_Instruções de trabalho_
Reescreva a passagem do texto sobre a solidão que começa em "A geração atual" e vai até "A Solidão mata.", trocando "aldeia" por "vila".

_Trecho de texto_
A geração atual está se tornando cada vez mais solitária. Lutamos muito pelos direitos individuais, mas pouco pelos interesses coletivos. As culturas antigas tinham forte senso de clã, de tribo, de aldeia. Nós queremos cada vez nossa privacidade e nos isolamos e estamos morrendo na nossa solidão, sem cuidar, e sem sermos cuidados.

 

Em 2018 a Inglaterra criou o “Ministério da Solidão”, e em 2021, o Japão também fez o mesmo. O que está acontecendo? As pessoas antigamente, tinham ideia de comunidade: aldeia, igreja, família maior. Hoje estamos cada vez mais distanciados, vivendo numa bolha e nos afastamos das pessoas. Não gostamos de relacionamentos comunitários. Estamos ficando desamparados e órfãos porque não temos cuidado. O aumento da depressão e das fobias modernas tem a ver com este quadro. O modelo atual adoece. A Solidão mata.

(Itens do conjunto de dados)

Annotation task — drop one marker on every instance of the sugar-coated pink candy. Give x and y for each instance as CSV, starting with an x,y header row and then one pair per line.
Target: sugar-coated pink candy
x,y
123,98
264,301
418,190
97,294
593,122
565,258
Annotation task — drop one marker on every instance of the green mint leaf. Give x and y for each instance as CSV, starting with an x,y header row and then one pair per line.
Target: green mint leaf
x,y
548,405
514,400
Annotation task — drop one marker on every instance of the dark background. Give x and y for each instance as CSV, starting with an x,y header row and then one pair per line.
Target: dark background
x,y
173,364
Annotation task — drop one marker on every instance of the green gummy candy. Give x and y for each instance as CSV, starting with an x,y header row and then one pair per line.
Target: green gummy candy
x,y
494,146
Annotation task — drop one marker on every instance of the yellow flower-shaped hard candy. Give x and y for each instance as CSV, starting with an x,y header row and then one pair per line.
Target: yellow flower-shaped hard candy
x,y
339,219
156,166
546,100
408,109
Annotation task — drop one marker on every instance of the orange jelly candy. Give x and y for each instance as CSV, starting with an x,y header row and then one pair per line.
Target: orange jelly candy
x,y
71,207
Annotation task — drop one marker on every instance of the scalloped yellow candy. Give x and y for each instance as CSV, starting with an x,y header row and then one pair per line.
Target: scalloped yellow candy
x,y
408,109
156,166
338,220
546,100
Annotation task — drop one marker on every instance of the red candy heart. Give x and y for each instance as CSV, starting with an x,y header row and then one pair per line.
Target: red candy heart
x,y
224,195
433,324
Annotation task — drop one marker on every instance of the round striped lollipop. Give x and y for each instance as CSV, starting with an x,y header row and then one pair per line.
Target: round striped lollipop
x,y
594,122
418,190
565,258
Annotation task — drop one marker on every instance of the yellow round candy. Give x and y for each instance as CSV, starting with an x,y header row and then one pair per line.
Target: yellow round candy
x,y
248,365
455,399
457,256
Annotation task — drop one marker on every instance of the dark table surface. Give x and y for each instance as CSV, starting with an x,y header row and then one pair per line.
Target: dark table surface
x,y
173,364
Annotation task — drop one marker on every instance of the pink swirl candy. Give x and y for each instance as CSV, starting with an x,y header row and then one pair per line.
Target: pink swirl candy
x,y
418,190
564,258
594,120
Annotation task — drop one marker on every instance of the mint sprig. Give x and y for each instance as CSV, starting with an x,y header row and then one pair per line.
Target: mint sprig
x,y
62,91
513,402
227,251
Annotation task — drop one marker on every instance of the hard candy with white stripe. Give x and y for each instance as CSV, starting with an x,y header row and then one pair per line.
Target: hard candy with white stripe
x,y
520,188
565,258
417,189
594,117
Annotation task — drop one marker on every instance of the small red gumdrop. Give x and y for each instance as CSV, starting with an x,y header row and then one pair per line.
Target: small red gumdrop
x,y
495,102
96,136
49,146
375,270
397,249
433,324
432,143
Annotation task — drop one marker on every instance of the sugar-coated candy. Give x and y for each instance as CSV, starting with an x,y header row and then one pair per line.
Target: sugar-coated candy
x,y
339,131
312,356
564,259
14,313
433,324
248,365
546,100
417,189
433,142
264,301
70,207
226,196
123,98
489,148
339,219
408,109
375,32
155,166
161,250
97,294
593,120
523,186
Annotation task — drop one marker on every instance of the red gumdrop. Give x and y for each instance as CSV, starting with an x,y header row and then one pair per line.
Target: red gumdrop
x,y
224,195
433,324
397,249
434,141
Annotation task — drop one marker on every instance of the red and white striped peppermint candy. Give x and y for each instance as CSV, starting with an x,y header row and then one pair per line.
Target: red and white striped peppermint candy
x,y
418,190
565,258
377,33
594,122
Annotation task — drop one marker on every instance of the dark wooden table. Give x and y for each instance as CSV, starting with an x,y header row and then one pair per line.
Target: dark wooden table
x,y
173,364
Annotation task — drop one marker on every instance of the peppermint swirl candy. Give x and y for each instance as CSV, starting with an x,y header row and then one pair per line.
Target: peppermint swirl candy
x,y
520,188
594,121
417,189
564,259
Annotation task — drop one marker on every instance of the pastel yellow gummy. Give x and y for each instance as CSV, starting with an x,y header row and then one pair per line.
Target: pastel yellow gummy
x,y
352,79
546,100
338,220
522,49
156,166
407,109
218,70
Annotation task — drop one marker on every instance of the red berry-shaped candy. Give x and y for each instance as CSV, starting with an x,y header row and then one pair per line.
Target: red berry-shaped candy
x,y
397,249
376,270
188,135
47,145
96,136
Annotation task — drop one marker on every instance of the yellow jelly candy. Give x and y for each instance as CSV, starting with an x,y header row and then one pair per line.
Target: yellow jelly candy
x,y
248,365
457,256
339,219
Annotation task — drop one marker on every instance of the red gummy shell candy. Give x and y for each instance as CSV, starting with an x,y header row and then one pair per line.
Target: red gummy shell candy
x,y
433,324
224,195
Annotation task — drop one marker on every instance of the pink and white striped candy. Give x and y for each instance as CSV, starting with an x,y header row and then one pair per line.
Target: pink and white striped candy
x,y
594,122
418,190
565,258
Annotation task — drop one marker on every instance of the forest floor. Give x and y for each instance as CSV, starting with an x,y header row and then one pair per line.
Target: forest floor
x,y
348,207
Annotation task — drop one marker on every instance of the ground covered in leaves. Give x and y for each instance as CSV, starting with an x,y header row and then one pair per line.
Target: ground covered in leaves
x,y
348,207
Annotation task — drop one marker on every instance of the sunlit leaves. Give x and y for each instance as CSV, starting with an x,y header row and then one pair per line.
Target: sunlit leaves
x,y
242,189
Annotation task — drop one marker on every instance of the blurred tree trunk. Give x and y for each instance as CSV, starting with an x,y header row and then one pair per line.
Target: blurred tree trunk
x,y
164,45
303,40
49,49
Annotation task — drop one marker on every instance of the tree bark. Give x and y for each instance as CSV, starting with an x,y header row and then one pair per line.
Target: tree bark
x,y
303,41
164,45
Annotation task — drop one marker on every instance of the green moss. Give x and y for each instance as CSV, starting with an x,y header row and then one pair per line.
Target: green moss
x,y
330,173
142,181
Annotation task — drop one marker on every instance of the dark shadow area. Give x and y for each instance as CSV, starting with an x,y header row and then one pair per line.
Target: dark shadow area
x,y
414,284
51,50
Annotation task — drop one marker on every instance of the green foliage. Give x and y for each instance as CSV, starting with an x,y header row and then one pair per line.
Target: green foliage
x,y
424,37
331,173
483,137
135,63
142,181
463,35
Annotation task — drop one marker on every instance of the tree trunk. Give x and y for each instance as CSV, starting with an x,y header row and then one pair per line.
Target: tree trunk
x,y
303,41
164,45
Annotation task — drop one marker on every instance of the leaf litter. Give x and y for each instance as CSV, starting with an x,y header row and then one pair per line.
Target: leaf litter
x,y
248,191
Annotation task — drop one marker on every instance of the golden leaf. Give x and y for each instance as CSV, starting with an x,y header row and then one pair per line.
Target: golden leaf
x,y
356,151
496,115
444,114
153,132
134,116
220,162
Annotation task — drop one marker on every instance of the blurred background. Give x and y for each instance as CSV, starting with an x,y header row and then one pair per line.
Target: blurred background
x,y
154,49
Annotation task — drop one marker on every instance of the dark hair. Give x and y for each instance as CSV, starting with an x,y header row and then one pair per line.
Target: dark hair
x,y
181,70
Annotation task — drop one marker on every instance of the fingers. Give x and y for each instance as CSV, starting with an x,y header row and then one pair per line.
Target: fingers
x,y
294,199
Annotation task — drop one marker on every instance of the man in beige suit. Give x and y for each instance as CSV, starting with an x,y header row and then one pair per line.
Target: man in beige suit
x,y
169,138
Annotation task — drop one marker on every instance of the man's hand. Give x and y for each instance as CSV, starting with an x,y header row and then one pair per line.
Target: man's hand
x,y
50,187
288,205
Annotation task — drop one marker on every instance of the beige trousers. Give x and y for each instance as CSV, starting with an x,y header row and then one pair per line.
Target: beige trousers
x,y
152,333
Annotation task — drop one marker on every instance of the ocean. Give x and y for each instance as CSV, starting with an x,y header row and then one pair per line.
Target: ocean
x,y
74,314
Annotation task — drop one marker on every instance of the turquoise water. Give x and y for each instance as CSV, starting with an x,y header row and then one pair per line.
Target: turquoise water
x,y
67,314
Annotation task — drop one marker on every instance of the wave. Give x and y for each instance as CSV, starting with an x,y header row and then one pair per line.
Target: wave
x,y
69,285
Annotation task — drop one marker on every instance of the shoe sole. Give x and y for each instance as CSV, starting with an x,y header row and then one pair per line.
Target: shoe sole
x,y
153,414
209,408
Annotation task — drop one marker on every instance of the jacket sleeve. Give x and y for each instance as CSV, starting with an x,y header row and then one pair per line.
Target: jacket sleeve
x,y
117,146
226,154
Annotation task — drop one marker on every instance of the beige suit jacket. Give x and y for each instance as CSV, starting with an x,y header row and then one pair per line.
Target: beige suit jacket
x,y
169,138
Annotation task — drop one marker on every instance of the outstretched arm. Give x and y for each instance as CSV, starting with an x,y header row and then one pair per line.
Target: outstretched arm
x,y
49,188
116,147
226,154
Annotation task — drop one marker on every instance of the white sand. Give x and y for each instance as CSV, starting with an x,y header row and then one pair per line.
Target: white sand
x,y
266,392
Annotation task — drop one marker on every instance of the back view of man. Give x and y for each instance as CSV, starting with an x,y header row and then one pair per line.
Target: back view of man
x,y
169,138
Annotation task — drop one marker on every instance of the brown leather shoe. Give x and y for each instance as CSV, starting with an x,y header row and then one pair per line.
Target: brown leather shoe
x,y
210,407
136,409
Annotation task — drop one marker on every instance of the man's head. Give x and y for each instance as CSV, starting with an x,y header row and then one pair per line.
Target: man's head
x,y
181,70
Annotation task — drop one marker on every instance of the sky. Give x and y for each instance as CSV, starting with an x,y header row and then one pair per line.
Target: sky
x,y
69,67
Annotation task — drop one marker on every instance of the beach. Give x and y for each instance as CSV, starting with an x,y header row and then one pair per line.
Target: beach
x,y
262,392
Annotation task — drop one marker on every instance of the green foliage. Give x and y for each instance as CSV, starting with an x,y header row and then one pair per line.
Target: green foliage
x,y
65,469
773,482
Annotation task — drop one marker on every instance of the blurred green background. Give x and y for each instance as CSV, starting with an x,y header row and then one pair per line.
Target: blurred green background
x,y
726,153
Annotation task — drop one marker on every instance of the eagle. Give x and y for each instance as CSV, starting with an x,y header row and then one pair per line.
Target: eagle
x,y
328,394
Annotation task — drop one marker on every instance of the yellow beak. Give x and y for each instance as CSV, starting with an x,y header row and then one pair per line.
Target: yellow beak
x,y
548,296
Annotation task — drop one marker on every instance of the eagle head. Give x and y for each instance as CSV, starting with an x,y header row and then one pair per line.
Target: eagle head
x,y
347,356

_Resultado do exercício_
A geração atual está se tornando cada vez mais solitária. Lutamos muito pelos direitos individuais, mas pouco pelos interesses coletivos. As culturas antigas tinham forte senso de clã, de tribo, de vila. Nós queremos cada vez nossa privacidade e nos isolamos e estamos morrendo na nossa solidão, sem cuidar, e sem sermos cuidados.

 

Em 2018 a Inglaterra criou o “Ministério da Solidão”, e em 2021, o Japão também fez o mesmo. O que está acontecendo? As pessoas antigamente, tinham ideia de comunidade: vila, igreja, família maior. Hoje estamos cada vez mais distanciados, vivendo numa bolha e nos afastamos das pessoas. Não gostamos de relacionamentos comunitários. Estamos ficando desamparados e órfãos porque não temos cuidado. O aumento da depressão e das fobias modernas tem a ver com este quadro. O modelo atual adoece. A Solidão mata.